-------- Data for analysis
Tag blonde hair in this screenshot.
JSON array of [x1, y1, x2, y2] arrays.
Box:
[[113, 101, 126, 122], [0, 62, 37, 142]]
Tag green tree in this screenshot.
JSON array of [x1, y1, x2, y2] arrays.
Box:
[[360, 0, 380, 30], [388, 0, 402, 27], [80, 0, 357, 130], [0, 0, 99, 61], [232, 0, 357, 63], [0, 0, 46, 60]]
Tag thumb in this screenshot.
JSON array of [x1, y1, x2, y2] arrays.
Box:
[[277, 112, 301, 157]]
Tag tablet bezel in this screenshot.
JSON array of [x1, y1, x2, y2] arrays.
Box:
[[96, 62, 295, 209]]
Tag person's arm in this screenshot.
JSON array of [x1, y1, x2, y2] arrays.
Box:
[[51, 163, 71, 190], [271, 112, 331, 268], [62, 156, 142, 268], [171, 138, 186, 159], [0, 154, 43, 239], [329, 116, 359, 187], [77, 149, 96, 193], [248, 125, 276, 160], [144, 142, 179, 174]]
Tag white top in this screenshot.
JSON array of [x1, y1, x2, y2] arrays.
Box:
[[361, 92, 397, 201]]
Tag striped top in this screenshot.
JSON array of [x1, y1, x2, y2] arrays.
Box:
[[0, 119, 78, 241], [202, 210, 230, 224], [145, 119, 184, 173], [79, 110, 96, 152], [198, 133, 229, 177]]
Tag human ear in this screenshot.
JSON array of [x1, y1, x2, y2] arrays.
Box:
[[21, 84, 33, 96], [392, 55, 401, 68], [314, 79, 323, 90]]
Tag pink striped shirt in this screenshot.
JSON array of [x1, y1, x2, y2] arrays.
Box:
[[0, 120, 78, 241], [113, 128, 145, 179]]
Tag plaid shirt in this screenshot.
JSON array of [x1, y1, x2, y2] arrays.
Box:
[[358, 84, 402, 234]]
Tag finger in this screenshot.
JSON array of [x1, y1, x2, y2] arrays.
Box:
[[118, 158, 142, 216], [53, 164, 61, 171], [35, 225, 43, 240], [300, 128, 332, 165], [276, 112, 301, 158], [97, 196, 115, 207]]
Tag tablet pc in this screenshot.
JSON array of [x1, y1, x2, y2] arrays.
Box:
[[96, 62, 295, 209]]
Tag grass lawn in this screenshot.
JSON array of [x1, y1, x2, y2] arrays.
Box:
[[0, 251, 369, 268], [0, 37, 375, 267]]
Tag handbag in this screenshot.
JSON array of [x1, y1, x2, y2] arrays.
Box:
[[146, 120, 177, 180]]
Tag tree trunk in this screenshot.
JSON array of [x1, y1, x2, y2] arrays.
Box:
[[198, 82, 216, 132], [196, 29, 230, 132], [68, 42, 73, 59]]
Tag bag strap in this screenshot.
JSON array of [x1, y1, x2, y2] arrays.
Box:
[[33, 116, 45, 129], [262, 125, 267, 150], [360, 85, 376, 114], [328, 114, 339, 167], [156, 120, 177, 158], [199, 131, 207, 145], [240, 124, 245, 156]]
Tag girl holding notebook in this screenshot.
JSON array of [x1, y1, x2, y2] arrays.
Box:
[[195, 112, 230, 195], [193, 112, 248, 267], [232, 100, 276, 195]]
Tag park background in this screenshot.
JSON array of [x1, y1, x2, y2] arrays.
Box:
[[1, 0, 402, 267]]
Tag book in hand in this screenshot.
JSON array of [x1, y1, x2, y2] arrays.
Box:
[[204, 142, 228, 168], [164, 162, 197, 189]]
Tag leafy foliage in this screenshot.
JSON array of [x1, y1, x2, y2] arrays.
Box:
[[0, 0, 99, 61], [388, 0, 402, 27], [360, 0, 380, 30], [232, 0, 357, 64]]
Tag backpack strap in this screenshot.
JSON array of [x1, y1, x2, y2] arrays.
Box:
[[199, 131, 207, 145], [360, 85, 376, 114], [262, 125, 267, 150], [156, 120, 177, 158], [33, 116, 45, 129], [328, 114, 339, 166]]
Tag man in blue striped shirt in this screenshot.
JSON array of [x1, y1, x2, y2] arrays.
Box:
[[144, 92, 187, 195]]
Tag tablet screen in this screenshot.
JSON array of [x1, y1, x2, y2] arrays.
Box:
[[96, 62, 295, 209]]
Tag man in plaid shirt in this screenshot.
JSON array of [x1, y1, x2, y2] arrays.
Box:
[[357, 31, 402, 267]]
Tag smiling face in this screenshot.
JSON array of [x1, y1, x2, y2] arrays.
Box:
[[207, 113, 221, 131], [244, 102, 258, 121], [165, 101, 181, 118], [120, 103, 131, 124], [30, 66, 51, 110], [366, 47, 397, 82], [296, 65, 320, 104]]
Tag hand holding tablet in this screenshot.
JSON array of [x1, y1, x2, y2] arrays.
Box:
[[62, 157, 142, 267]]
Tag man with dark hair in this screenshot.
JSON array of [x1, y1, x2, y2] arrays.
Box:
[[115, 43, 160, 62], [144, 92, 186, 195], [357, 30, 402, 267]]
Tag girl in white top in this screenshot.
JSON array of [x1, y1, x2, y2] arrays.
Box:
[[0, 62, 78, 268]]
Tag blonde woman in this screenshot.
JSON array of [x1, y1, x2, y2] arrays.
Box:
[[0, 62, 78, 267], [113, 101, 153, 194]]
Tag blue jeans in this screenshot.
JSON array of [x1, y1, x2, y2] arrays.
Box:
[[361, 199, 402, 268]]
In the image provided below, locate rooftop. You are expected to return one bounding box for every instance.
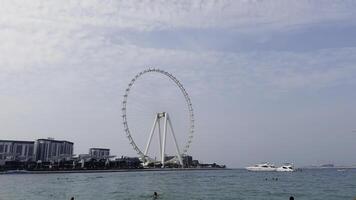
[36,138,74,144]
[89,148,110,151]
[0,140,35,144]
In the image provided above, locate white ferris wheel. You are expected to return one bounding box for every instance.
[122,69,195,168]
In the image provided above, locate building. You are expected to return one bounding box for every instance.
[34,138,73,162]
[0,140,35,165]
[182,155,193,167]
[89,148,110,159]
[114,156,141,168]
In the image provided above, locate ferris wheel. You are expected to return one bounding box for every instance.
[122,68,194,168]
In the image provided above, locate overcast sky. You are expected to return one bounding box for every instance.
[1,0,356,167]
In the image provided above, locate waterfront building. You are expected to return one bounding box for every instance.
[0,140,35,165]
[34,138,73,162]
[192,160,200,166]
[115,156,141,168]
[183,155,193,167]
[89,148,110,159]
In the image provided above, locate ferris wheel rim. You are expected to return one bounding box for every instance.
[122,68,195,163]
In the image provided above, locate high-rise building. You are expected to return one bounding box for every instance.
[34,139,73,162]
[0,140,35,165]
[89,148,110,159]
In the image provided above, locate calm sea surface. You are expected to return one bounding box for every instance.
[0,169,355,200]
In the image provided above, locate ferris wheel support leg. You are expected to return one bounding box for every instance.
[144,114,158,156]
[161,113,168,168]
[157,120,162,158]
[167,114,184,168]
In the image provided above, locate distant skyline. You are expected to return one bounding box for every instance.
[1,0,356,167]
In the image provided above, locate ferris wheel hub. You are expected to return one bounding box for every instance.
[157,112,166,118]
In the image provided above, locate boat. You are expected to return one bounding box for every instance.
[245,163,276,172]
[276,163,294,172]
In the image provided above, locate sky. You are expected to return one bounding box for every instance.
[1,0,356,168]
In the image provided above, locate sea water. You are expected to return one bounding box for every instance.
[0,169,355,200]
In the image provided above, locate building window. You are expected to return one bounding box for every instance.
[28,146,34,155]
[24,146,28,156]
[16,145,22,154]
[60,145,64,154]
[0,144,3,152]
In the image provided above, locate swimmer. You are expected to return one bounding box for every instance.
[153,192,158,199]
[70,197,74,200]
[290,196,294,200]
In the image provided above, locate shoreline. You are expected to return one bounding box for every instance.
[0,167,229,175]
[3,167,354,175]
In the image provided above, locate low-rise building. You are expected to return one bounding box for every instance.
[89,148,110,159]
[114,156,141,168]
[0,140,35,165]
[34,138,73,162]
[183,155,193,167]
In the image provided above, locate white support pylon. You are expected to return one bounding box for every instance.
[157,119,162,158]
[161,112,168,168]
[144,114,158,156]
[167,113,183,167]
[144,112,184,168]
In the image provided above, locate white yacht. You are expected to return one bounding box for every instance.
[245,163,277,172]
[276,163,294,172]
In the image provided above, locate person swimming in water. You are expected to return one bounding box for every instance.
[153,192,158,199]
[290,196,294,200]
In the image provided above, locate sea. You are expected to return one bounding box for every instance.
[0,169,355,200]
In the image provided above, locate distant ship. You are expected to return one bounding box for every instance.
[245,163,276,172]
[320,164,334,168]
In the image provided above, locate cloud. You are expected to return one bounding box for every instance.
[1,0,356,166]
[2,38,355,98]
[1,0,356,32]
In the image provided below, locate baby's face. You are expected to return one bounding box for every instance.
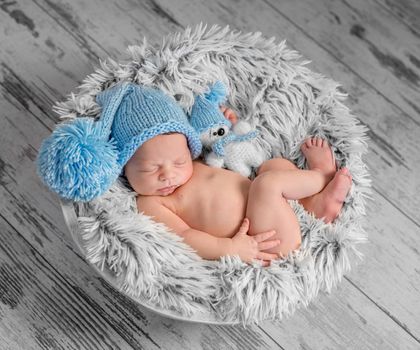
[124,133,194,196]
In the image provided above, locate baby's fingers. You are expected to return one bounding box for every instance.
[237,218,249,235]
[258,239,281,251]
[252,259,271,267]
[257,252,280,261]
[261,260,270,267]
[253,229,276,242]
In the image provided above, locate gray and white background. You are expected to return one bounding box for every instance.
[0,1,419,349]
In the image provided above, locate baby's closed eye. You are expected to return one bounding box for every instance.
[139,167,158,172]
[139,160,186,171]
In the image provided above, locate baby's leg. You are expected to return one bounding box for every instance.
[246,169,331,257]
[257,138,352,223]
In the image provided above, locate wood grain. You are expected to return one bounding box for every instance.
[0,215,138,350]
[264,0,420,122]
[376,0,420,35]
[1,0,419,349]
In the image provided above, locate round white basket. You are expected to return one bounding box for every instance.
[53,24,371,326]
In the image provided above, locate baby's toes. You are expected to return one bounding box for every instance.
[339,168,353,184]
[316,138,323,147]
[300,139,309,151]
[340,167,350,175]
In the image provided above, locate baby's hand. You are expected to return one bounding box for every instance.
[220,105,238,125]
[231,218,280,267]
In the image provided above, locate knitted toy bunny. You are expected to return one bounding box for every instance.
[189,81,266,178]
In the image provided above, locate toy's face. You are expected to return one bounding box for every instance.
[200,124,230,146]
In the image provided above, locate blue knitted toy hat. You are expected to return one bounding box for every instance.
[36,82,202,202]
[189,81,232,133]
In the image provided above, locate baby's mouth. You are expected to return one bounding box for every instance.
[159,185,177,192]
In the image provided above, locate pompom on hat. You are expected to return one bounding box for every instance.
[36,82,202,202]
[189,81,232,133]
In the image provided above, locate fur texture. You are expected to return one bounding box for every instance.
[56,24,372,326]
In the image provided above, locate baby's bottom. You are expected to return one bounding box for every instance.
[246,166,330,258]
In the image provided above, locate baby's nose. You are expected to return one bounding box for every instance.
[159,167,176,181]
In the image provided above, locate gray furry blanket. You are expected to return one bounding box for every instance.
[56,24,371,326]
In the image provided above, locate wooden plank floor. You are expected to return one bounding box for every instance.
[1,0,419,349]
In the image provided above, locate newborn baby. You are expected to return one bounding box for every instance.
[37,82,351,268]
[125,107,352,266]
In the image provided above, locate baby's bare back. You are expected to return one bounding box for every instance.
[161,160,252,238]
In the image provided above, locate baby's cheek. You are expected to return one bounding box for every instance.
[129,175,149,194]
[181,165,194,184]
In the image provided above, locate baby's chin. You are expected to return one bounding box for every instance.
[136,185,180,196]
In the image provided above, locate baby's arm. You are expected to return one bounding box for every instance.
[137,197,232,260]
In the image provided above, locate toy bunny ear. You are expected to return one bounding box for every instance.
[36,82,132,202]
[204,81,227,105]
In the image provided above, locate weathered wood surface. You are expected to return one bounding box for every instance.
[0,0,419,349]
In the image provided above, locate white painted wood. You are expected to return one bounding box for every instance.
[1,0,419,349]
[376,0,420,35]
[264,0,420,122]
[0,216,138,350]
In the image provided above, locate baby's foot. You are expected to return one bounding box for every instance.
[300,137,336,181]
[300,168,352,223]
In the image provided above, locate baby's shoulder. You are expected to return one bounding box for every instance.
[136,194,162,209]
[136,195,190,235]
[136,194,176,214]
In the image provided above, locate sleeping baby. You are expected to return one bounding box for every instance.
[37,82,352,267]
[119,83,352,267]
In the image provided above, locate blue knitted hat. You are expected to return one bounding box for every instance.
[189,81,232,133]
[36,82,202,202]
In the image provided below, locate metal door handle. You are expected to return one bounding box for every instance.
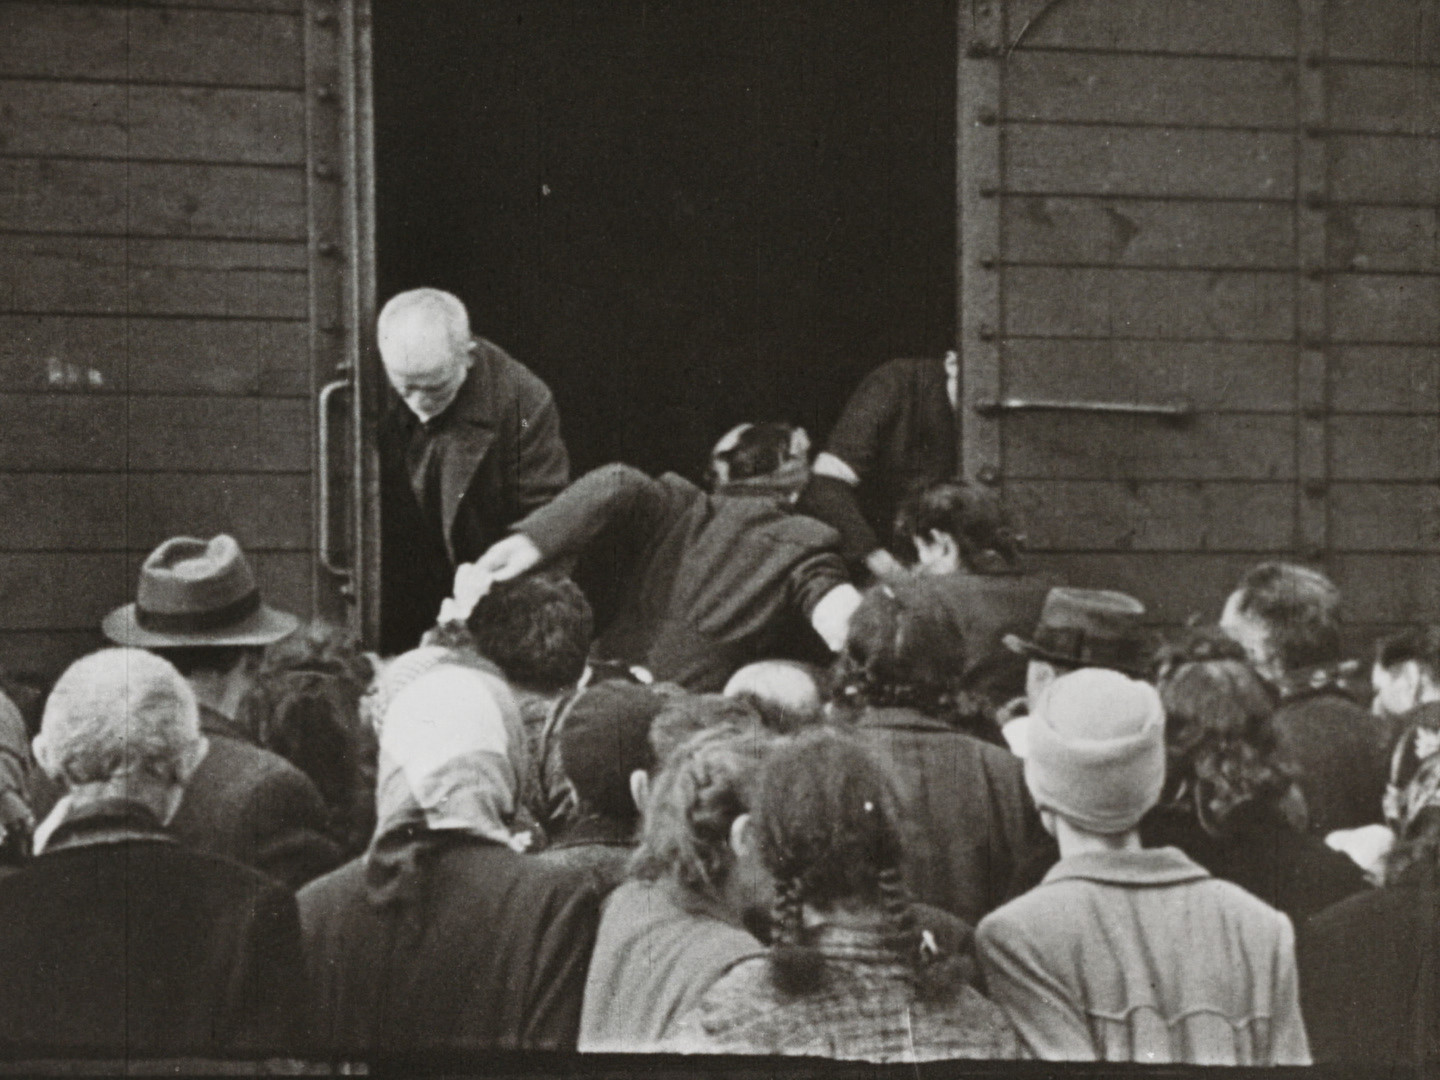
[973,397,1194,419]
[317,375,353,580]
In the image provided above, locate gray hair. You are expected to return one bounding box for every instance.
[376,287,471,350]
[35,648,202,787]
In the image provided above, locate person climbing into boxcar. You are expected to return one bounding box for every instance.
[378,287,570,653]
[454,422,862,692]
[98,534,342,889]
[894,479,1057,715]
[1220,561,1390,836]
[795,352,959,580]
[661,727,1020,1062]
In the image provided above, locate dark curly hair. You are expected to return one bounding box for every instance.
[756,728,957,1000]
[238,622,377,856]
[1155,658,1296,836]
[895,480,1022,571]
[831,584,991,735]
[464,575,593,694]
[1151,623,1249,682]
[1231,562,1342,672]
[1377,624,1440,674]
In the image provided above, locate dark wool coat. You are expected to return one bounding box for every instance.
[170,726,343,890]
[380,337,570,652]
[1300,883,1440,1064]
[298,832,600,1055]
[1271,676,1393,835]
[519,464,849,691]
[801,357,955,564]
[1140,800,1368,922]
[849,707,1056,926]
[0,800,306,1056]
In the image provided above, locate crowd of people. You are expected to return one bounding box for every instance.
[2,288,1437,1066]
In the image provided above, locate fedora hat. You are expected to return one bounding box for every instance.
[103,534,299,649]
[1003,587,1149,675]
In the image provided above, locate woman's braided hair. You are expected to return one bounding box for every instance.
[756,728,947,998]
[628,721,777,898]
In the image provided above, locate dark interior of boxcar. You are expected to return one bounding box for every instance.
[371,0,957,479]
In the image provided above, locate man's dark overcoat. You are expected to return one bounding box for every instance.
[380,338,569,651]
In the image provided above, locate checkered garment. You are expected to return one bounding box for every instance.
[660,923,1020,1062]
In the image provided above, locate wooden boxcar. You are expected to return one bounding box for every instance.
[1,0,1436,678]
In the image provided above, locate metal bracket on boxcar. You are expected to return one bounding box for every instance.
[972,397,1195,420]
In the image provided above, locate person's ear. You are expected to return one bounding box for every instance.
[629,769,649,816]
[1420,666,1440,705]
[728,812,754,859]
[1039,807,1057,838]
[927,530,959,564]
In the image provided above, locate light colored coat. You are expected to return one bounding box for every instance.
[976,846,1311,1065]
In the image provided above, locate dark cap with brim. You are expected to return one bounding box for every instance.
[1004,587,1150,676]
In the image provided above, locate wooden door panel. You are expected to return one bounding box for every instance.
[1329,208,1440,275]
[1003,414,1295,481]
[1331,276,1440,344]
[1331,136,1440,203]
[1009,481,1294,552]
[1330,485,1440,551]
[1008,0,1298,56]
[1330,417,1440,480]
[1329,347,1440,412]
[1003,268,1295,340]
[1005,54,1296,128]
[1004,197,1295,269]
[1007,126,1295,199]
[1004,342,1294,411]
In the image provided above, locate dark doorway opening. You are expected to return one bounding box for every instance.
[371,0,956,645]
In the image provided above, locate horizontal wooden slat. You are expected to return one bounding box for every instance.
[1329,207,1440,274]
[1023,552,1264,625]
[0,473,311,551]
[1331,135,1440,204]
[1004,53,1296,128]
[1008,0,1299,58]
[0,80,304,164]
[1331,416,1440,480]
[0,394,308,472]
[155,0,303,10]
[0,315,308,396]
[1006,125,1295,200]
[1324,1,1440,64]
[1331,275,1440,345]
[0,550,313,632]
[1007,481,1294,551]
[1003,267,1294,340]
[0,236,307,318]
[0,158,306,239]
[1334,555,1440,624]
[1004,196,1294,268]
[1329,346,1440,413]
[1330,485,1440,552]
[0,630,107,684]
[1329,64,1440,137]
[1002,413,1297,481]
[127,7,303,88]
[1003,341,1295,412]
[0,3,128,81]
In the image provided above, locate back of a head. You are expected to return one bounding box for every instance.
[896,480,1020,569]
[1025,667,1166,834]
[647,692,764,774]
[834,583,971,719]
[1232,562,1342,672]
[1157,658,1291,828]
[708,422,797,488]
[630,723,778,897]
[723,661,824,734]
[464,576,593,694]
[35,648,200,788]
[559,681,667,823]
[1377,625,1440,675]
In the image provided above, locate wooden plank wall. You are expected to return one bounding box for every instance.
[0,0,316,679]
[985,0,1439,648]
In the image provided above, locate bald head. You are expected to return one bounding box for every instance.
[723,660,823,733]
[377,288,475,421]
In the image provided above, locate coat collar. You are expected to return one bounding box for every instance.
[852,706,956,735]
[1040,846,1212,888]
[42,798,175,856]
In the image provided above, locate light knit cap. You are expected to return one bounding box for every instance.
[1024,667,1166,834]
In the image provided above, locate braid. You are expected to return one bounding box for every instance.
----------------
• _Exercise brief_
Scan the data above. Return every line with "tablet" in it.

• _Response area_
Tag tablet bezel in this screenshot.
Tag tablet pc in this screenshot.
Tag tablet screen in this screenshot.
Tag hand holding tablet in this screenshot.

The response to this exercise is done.